* [ABOUT THIS TASK] Print the entries exactly; no image belongs in the copy.
________________________
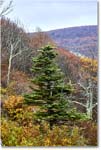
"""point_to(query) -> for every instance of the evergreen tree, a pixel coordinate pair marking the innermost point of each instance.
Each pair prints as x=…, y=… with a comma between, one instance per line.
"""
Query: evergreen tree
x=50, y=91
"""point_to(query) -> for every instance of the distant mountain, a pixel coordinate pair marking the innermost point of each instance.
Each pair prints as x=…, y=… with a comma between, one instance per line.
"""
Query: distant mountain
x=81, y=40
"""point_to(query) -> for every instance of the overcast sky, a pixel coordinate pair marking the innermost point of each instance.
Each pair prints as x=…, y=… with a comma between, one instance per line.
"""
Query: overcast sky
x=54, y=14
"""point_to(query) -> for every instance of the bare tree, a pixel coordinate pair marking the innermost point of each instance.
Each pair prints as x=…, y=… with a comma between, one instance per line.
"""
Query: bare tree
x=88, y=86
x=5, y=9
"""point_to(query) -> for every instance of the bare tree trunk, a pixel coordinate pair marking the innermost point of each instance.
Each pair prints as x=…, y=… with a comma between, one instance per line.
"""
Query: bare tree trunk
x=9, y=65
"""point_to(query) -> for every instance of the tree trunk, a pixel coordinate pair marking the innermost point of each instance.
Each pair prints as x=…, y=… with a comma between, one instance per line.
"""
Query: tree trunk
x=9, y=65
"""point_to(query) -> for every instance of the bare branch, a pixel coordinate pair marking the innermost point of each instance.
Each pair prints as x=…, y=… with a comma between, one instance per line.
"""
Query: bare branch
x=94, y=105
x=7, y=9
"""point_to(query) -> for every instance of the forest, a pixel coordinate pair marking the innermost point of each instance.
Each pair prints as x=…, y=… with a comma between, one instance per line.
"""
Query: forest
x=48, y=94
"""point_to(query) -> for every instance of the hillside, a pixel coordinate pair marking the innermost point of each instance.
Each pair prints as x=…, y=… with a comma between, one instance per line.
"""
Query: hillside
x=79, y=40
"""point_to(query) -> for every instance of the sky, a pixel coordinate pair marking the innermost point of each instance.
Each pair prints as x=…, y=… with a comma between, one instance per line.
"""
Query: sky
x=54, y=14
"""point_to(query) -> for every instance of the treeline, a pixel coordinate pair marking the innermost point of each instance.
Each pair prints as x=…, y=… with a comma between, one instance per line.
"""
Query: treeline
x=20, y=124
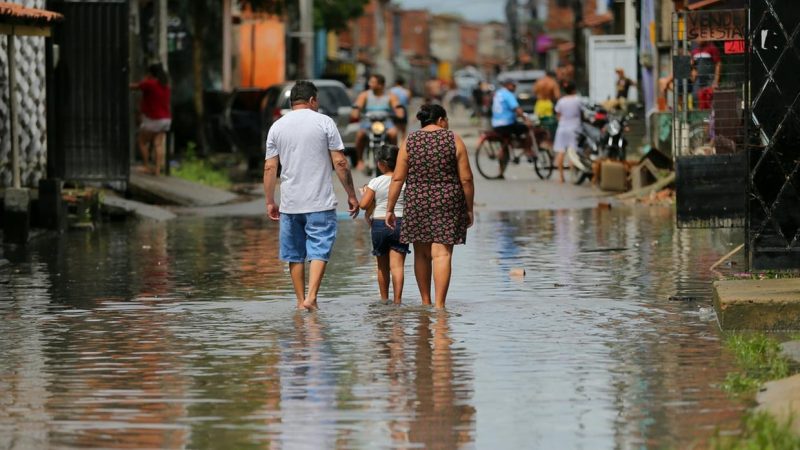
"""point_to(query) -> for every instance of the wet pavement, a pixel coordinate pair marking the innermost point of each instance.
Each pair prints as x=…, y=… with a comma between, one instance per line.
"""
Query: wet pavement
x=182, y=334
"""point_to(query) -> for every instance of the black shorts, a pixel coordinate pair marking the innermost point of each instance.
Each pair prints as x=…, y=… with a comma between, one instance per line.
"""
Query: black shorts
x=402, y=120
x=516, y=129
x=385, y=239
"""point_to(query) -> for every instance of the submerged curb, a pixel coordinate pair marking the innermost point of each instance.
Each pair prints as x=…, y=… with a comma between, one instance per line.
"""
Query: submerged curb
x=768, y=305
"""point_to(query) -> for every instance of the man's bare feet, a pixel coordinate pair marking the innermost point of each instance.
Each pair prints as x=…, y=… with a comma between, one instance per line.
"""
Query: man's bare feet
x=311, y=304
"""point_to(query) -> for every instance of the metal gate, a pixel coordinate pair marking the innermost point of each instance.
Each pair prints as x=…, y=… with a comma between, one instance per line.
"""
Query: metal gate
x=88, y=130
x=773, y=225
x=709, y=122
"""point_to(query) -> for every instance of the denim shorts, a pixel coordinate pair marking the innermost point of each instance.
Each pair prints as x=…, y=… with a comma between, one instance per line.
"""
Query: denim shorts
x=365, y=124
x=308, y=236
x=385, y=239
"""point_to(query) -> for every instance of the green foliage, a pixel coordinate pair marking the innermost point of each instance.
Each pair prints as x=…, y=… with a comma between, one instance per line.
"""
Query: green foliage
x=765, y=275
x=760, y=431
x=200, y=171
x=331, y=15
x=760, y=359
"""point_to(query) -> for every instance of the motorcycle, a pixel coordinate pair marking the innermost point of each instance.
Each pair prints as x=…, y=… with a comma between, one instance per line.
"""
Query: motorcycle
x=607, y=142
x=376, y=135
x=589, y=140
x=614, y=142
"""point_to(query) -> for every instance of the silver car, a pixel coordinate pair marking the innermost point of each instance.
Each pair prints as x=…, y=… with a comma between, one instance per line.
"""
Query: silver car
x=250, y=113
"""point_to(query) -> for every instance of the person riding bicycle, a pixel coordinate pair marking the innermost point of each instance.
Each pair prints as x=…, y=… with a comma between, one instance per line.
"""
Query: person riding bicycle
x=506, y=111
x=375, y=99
________________________
* [SOLUTION TO THIS TASK]
"""point_to(query) -> for every instance of the evergreen tree, a pixel coordinate pair marking the innermost point of each instance.
Each pair prints as x=…, y=… with a comma between, one instance per line.
"""
Query: evergreen tree
x=50, y=91
"""point_to(query) -> for every instance of the distant mountain, a pixel coordinate pair marking the innermost point of each instance.
Each pair prints as x=…, y=… with a comma between, one instance per line.
"""
Query: distant mountain
x=81, y=40
"""point_to(query) -> for every instance of the overcast sky, a pixel coordinate pair marking the innermost point of each instance.
Each pair prints as x=…, y=… with a comma between, one instance per line.
"""
Query: overcast sky
x=54, y=14
"""point_to(query) -> for every instance of the bare tree, a pixel coordinate pair marking the innermost point of each instance.
Each pair prints as x=…, y=… with a comma between, one instance per line.
"""
Query: bare tree
x=88, y=86
x=5, y=9
"""point_to(query) -> for every instance of the bare tree trunk, a pixel coordinate pair marking the innermost point of each instance.
Each pair prints as x=…, y=… with a comma between, one instance per line.
"""
Query: bare tree trunk
x=9, y=65
"""point_to(query) -> for every instance of the tree trunk, a pixel coordinate pair marking the innermost point of each instance.
Each pair prints as x=…, y=… with a comma between, one instance per line.
"""
Query: tree trunk
x=9, y=65
"""point_to(query) -> for every instance of the bare branch, a pixel coordinate pair marking the innermost point of each instance.
Each pair prints as x=…, y=… with a comma between, one instance per line.
"""
Query: bare branch
x=94, y=105
x=7, y=9
"""point_to(query) -> for every instance of the forest, a pixel coordinate pair marking the innermost point of each instance.
Each pair prints as x=…, y=… with a comma between, one instance per line.
"""
Query: forest
x=48, y=94
"""point_to(query) -> for every instance of the hillside, a pixel coordinate pair marking the innermost point of each instance.
Each pair prints as x=…, y=… with a comma between, one instance per line.
"""
Query: hillside
x=79, y=40
"""point_to(query) -> for every instance of the sky, a pixel coordinate pair marking the innermost point of each instance.
Each pair prints as x=…, y=… with a comma between, one instance per line.
"""
Query: sky
x=54, y=14
"""point_to(query) -> for every instance of the treeline, a pixel coordinate pair marking the innermost point of each instance.
Each pair prints as x=…, y=… with a comma between, one instance per line.
"""
Query: treeline
x=20, y=124
"""point_to(query) -> for every instance of the wet pavement, a pixel coordinate pair marking the innermost point of each instance.
Each pair prints as x=…, y=… with a comma between, one instance per line.
"""
Query: wet pavement
x=182, y=334
"""point_to(query) -> for every instance of the black shorts, a pixel coordinate pair marking the innermost point of each instance.
Each pair prints as x=…, y=… with a comma between, one instance per line.
"""
Query: black shorts
x=402, y=120
x=516, y=129
x=385, y=239
"""point_to(query) -> for every instance of the submerged curb, a pixel coordinate pair marking the innermost point of each instance.
Each pair prints as x=…, y=… with a comma between, one instance per line.
"""
Query: submerged curb
x=768, y=305
"""point_to(query) -> for every instance of the man's bare feet, a pixel coordinate pair marking the innermost point of each instance.
Each pair prints as x=…, y=… with a comma between, one instance per line.
"""
Query: man's bare feet
x=311, y=304
"""point_to(query) -> for every instance of the metal gate, a pixel coordinate pair marking the innermost point of each instance.
Each pair prints as x=…, y=… with a comma between, one instance per line.
"""
Query: metal gate
x=88, y=130
x=773, y=225
x=709, y=122
"""point_to(query) -> for every instance of the denim shorts, a pixel coordinate pair marking the innermost point of each instance.
Each pair prints as x=…, y=… with a comma between, one instance per line.
"""
Query: denim shorts
x=365, y=124
x=308, y=236
x=385, y=239
"""point_to(query) -> for every instance of the green foliage, a pixel coordinate pair marking the innermost point of each instance.
Each pair prints as x=…, y=… with a comma between, one instance per line.
"""
Query: green foliage
x=765, y=275
x=760, y=431
x=200, y=171
x=331, y=15
x=760, y=359
"""point_to(query) -> for every instance of the motorcycle, a pixel coordinate pair marking the innermost point of each instance.
Each pair prints as x=…, y=… with a comma between, one instance per line.
"""
Query: motorcycle
x=607, y=142
x=376, y=135
x=589, y=140
x=614, y=142
"""point_to(query) -> for every instance of the silver car, a pixel coordinate pair marking the innermost point of each instance.
Each pair prints as x=…, y=… with a comma between, one instance per line.
"""
Query: silver car
x=250, y=113
"""point_to(query) -> for every instance of the person riding bicycle, a pixel coordinate pair marking the innermost point of each instance.
Each pair prints as x=…, y=… with a comma between, one instance per line.
"""
Query: person riding bicycle
x=506, y=111
x=375, y=99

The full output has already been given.